---- Angezeigter Text
Folgen eines Schlaganfalls
Die Folgen eines Schlaganfalls können vielfältig sein und hängen von der Schwere des Schlaganfalls und dem betroffenen Hirnareal ab. Mögliche Folgen sind:
- Lähmungen: Halbseitenlähmung (Hemiplegie) oder Schwäche (Hemiparese) einer Körperhälfte.
- Sprachstörungen: Aphasie (Verlust der Sprachfähigkeit), Dysarthrie (undeutliche Sprache).
- Sehstörungen: Gesichtsfeldausfälle (Hemianopsie), Doppeltsehen (Diplopie).
- Schluckstörungen: Dysphagie (Schwierigkeiten beim Schlucken).
- Kognitive Störungen: Gedächtnisprobleme, Aufmerksamkeitsstörungen, Konzentrationsstörungen, Exekutivfunktionsstörungen.
- Neglect: Vernachlässigung einer Körperhälfte oder des Raumes auf einer Seite.
- Sensibilitätsstörungen: Taubheitsgefühl, Kribbeln, Schmerzen.
- Koordinationsstörungen: Ataxie (Gleichgewichtsstörungen), Apraxie (Schwierigkeiten bei der Ausführung von Bewegungen).
- Psychische Störungen: Depressionen, Angststörungen, Persönlichkeitsveränderungen.
- Epilepsie: Krampfanfälle.
- Schmerzen: Zentrale Schmerzen nach Schlaganfall (Central Poststroke Pain, CPSP).
- Spastik: Muskelverkrampfungen.
- Inkontinenz: Blasen- und/oder Darmschwäche.
- Apathie: Teilnahmslosigkeit.
Einige dieser Folgen können dazu führen, dass die Patientinnen und Patienten Hilfe im Alltag und bei der Körperpflege benötigen. Zudem erhöht sich nach einem bereits erlittenen Schlaganfall das Risiko für einen weiteren sowie das Risiko für andere Herz-Kreislauf-Erkrankungen, etwa einen Herzinfarkt.
Prävention
Es gibt viele Möglichkeiten, das Risiko eines Schlaganfalls zu senken:
- Gesunde Lebensweise:
- Ausgewogene Ernährung: Reich an Obst, Gemüse und Vollkornprodukten, wenig gesättigte Fette und Cholesterin. Mediterrane Diät wird empfohlen.
--------
*Aufgaben*:
A. Welche Ernährungsform wird im Text über Schlaganfälle empfohlen?
B. Schreib bitte den Text über Schlaganfälle im Anschluss an seinen letzten Satz weiter.
Die Datensätze haben mit den Aufgaben nichts zu tun.
---- Angezeigte Daten
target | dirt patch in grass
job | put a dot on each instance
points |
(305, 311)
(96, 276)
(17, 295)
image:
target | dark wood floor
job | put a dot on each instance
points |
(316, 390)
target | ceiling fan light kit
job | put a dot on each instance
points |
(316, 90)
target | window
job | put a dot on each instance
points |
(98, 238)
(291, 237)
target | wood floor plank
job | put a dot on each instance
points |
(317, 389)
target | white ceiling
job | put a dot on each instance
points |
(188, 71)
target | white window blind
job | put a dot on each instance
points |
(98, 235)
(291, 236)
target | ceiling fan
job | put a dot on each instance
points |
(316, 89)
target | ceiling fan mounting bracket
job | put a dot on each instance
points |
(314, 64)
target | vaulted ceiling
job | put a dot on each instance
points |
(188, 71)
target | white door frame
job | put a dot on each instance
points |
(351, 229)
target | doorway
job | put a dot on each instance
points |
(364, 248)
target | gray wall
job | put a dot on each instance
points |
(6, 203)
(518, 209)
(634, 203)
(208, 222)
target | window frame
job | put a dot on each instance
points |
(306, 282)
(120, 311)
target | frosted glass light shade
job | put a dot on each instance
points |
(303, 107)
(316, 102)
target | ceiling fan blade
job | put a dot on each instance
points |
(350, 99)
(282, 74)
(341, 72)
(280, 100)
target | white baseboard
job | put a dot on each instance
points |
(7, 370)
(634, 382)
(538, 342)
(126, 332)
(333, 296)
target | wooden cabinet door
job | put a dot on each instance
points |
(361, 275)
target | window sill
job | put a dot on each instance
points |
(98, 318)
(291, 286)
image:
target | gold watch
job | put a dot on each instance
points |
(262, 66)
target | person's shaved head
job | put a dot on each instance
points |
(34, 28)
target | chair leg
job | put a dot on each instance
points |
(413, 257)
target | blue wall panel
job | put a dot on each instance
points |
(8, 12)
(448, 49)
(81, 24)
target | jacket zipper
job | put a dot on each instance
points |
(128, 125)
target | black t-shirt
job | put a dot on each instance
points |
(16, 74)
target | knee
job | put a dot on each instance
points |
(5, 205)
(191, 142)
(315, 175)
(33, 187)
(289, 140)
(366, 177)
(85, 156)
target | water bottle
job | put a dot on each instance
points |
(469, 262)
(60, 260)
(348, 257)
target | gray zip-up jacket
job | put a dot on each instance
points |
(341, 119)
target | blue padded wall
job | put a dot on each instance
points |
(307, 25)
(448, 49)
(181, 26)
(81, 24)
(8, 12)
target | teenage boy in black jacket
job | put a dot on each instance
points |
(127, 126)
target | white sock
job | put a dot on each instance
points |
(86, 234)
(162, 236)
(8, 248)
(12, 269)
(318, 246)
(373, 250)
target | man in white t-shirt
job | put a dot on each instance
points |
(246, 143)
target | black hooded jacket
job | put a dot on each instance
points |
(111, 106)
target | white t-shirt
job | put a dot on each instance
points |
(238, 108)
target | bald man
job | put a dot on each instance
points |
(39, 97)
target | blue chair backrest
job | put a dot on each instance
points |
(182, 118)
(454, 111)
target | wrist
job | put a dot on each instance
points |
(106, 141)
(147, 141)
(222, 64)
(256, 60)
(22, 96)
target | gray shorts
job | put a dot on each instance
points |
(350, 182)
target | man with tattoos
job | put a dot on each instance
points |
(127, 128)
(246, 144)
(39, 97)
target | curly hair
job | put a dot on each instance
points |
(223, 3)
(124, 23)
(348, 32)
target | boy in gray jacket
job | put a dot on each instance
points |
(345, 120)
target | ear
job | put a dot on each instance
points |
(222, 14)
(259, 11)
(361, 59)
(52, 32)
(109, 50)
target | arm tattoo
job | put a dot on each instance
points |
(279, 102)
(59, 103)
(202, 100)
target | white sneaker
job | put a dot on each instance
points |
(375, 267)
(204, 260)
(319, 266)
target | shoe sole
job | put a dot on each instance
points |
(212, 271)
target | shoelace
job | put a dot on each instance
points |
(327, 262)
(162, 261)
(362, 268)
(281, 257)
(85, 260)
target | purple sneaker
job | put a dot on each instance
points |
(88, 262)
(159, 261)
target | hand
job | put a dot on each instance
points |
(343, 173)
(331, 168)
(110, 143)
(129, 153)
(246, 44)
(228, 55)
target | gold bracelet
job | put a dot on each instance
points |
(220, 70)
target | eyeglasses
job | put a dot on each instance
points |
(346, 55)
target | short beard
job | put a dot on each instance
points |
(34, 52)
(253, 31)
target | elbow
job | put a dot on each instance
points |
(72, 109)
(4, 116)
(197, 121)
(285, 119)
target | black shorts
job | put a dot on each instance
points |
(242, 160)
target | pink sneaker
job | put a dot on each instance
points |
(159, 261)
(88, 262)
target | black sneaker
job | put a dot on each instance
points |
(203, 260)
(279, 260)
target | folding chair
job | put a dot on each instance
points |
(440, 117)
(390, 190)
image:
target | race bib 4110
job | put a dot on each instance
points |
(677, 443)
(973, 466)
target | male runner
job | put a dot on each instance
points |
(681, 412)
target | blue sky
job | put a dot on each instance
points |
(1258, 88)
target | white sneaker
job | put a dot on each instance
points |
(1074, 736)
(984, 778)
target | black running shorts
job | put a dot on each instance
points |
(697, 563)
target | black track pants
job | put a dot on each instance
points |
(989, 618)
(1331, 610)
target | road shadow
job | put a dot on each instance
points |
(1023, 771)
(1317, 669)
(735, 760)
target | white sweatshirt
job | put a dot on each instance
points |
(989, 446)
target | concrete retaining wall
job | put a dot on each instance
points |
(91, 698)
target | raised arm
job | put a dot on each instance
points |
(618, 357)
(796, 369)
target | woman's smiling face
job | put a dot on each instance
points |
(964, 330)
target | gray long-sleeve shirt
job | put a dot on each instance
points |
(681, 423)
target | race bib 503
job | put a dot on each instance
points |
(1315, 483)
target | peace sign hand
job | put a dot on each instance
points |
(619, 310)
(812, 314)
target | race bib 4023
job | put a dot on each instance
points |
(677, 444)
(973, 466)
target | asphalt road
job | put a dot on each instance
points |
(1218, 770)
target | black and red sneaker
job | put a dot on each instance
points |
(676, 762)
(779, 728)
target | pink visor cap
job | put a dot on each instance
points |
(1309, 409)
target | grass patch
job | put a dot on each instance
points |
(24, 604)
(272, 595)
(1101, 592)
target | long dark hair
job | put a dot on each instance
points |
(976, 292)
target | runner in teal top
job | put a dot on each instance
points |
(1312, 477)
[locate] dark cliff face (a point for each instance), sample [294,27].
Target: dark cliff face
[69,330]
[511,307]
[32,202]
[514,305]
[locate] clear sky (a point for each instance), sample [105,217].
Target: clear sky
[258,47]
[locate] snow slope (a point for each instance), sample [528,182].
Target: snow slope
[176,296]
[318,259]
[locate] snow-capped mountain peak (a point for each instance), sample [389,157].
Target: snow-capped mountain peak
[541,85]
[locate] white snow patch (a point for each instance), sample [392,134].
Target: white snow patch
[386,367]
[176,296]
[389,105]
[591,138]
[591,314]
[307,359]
--------
*Antworten*:
A. Die mediterrane Diät.

B.
- Regelmäßige Bewegung: Mindestens 20-30 Minuten pro Tag, bei der man leicht schwitzt.
- Nichtrauchen: Rauchen erhöht das Schlaganfallrisiko deutlich.
- Mäßiger Alkoholkonsum: Alkohol nur in sehr geringen Mengen.
- Normalgewicht halten: Übergewicht vermeiden.
- Kontrolle und Behandlung von Risikofaktoren:
- Bluthochdruck: Regelmäßige Blutdruckkontrolle und ggf. medikamentöse Behandlung.
- Diabetes: Blutzuckereinstellung durch Ernährung, Bewegung und ggf. Medikamente.
- Hoher Cholesterinspiegel: Cholesterinsenkende Maßnahmen (Ernährung, Medikamente).
- Vorhofflimmern: Behandlung mit Medikamenten zur Blutverdünnung oder Katheterablation.
- Karotisstenose: Operative Behandlung (z.B. Stentimplantation) bei hochgradigen Verengungen der Halsschlagader.
- Regelmäßige ärztliche Untersuchungen: Insbesondere bei Vorliegen von Risikofaktoren.
- Schlaganfall-Risikotest: Online-Tests können helfen, das persönliche Schlaganfallrisiko einzuschätzen. Bei Auffälligkeiten sollte ein Arzt aufgesucht werden.